# WHAT TO PRODUCE
The reply should consist of every entry, repeated exactly.

# DATA FOR THIS TASK
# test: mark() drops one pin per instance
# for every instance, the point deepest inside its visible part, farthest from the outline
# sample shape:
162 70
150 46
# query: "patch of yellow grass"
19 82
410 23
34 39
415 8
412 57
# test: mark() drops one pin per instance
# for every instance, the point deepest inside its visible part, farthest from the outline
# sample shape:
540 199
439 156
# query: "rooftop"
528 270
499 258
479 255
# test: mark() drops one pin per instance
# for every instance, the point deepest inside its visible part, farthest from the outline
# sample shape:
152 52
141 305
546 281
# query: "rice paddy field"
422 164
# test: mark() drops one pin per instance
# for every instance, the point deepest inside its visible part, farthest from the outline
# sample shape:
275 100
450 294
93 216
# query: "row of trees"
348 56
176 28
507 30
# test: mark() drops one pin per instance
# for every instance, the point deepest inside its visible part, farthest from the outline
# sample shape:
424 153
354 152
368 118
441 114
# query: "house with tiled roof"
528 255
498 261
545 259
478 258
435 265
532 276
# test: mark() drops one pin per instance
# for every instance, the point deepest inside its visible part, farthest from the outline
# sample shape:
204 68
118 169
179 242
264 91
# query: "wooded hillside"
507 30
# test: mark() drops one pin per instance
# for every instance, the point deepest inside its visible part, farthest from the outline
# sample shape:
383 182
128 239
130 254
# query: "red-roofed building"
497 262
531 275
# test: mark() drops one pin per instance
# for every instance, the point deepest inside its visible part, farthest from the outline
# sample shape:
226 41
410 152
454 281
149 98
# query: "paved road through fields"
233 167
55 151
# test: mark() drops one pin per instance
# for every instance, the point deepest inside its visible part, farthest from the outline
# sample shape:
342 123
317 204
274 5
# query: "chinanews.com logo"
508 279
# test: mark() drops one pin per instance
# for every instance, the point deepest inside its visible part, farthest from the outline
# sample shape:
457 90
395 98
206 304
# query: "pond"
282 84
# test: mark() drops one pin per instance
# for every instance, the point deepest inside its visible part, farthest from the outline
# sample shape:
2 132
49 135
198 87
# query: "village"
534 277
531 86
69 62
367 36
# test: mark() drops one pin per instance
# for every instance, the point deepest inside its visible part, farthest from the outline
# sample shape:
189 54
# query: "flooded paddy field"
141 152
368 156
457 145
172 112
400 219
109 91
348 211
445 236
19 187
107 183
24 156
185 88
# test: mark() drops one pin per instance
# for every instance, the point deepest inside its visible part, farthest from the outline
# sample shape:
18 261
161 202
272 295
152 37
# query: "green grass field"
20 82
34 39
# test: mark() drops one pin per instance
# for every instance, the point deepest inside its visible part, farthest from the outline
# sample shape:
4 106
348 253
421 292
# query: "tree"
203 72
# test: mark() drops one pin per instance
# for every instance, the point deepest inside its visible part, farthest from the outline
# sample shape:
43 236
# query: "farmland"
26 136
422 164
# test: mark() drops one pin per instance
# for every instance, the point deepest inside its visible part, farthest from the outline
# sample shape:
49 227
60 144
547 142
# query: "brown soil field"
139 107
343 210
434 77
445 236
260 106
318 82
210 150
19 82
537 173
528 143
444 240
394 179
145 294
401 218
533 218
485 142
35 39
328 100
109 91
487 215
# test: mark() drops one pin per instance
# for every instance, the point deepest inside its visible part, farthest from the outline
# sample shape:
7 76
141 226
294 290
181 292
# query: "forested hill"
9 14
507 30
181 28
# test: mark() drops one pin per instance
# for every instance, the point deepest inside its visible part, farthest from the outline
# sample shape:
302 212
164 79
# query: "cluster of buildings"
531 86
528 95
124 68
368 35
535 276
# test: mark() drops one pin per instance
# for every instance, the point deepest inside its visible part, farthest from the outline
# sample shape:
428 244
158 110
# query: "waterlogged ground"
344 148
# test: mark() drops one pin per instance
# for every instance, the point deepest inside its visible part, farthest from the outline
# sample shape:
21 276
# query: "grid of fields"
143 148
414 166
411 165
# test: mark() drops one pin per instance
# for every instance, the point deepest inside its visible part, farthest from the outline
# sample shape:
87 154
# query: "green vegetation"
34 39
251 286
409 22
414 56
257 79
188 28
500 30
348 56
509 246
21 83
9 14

# RESPONSE AREA
# test: mark() drops one pin per instance
# for every instance, the point deepest inside its visible part, farthest from the outline
# sample shape:
162 70
150 46
# query: "patch of yellow grass"
19 82
410 23
34 39
415 8
412 57
# test: mark() drops one pin per instance
# for every instance, the point deepest inside its visible part, farthest from the outline
# sample shape:
540 199
439 156
# query: "rooftop"
528 270
499 258
479 255
# test: mark() drops one pin per instance
# for every instance, the point deepest inside its visible part, farthest from the outline
# sample shape:
152 52
141 305
546 281
# query: "rice paddy field"
422 164
# test: mark() drops one pin per instance
# for every instance, the point deepest inside its visible part, farthest from the outline
# sample shape:
275 100
450 294
93 216
# query: "row of trees"
348 56
176 28
507 30
# test: mark() drops one pin per instance
# for every instance, the point deepest inside its visible part, farthest from the outline
# sample shape:
424 153
354 152
368 118
441 114
# query: "house with tiled roof"
528 255
498 261
545 259
478 258
435 265
532 276
# test: mark() drops one pin per instance
# for every instance, the point deepest inside its visible part, farthest from the outline
# sample shape:
204 68
118 169
179 242
264 91
# query: "wooded hillside"
507 30
# test: mark() drops one pin per instance
# for every instance, the point deepest inside its visible part, farthest from the outline
# sample shape:
383 182
128 239
130 254
# query: "red-roofed building"
497 262
531 275
# test: mark() drops one pin per instance
# for every instance, the point deepest inside its visible part, farthest from the outline
# sample shape:
226 41
410 152
454 281
149 98
# query: "paved road through fields"
233 167
55 151
# test: mark() drops one pin per instance
# for every instance, the point deepest inside its visible part, farthest from the outline
# sample shape:
342 123
317 204
274 5
# query: "chinanews.com logo"
508 279
# test: mark() drops one pin per instance
# for every instance, the point deepest inside its visible part, farthest from the outline
# sample shape:
457 90
395 98
206 304
# query: "pond"
282 84
# test: mark() drops one pin per instance
# for every instance, the point deepest inside its visible part, farthest from the outline
# sample shape:
2 132
49 135
198 87
# query: "village"
534 277
531 86
69 62
367 36
# test: mark() drops one pin per instance
# for every instance, the point deepest inside its visible part, farthest from the outline
# sample shape:
189 54
# query: "flooded paddy field"
141 152
368 156
457 145
172 112
400 219
109 91
348 211
445 236
19 187
107 183
24 156
185 88
# test: mark() drops one pin per instance
# for every instance, the point deepest inside its visible part, farthest from the outline
# sample shape:
18 261
161 202
272 295
152 37
# query: "green grass field"
20 82
34 39
# test: mark() drops one pin per instance
# for every instance, the point deepest inside its visible part, farthest from the outline
# sample shape:
4 106
348 253
421 292
# query: "tree"
203 72
# test: mark() drops one pin per instance
# for every instance, the point deepest inside its visible part, farthest from the outline
# sample shape:
43 236
# query: "farmland"
26 136
422 164
# test: mark() drops one pin per instance
# for every instance, the point deepest inside its visible part, farthest from the outline
# sample shape:
49 227
60 144
547 142
# query: "brown soil field"
139 107
343 210
434 77
445 236
260 106
318 82
210 150
19 82
537 173
528 143
444 240
394 179
145 294
401 218
533 218
485 142
35 39
328 100
109 91
487 215
# test: mark() drops one pin per instance
# for every instance, the point deepest inside its visible part, farthest from the outline
# sample shape:
7 76
141 226
294 290
181 292
# query: "forested hill"
9 14
507 30
181 28
# test: mark() drops one pin per instance
# for every instance, the point deepest inside its visible part, farthest from the outline
# sample shape:
302 212
164 79
# query: "cluster of buildings"
531 86
528 95
124 68
368 35
535 276
# test: mark() drops one pin per instance
# for every instance, the point deepest inside its visible part, farthest from the outline
# sample shape:
428 244
158 110
# query: "waterlogged ground"
344 148
# test: mark() drops one pin per instance
# for every instance, the point deepest inside its visible part, farthest from the outline
# sample shape:
21 276
# query: "grid of fields"
143 148
414 166
411 165
# test: mark() drops one pin per instance
# for every instance, the point deepest inside its visible part, farthest from the outline
# sample shape:
87 154
# query: "green vegetation"
34 39
251 286
409 22
414 56
257 79
188 28
500 30
348 56
509 246
21 83
9 14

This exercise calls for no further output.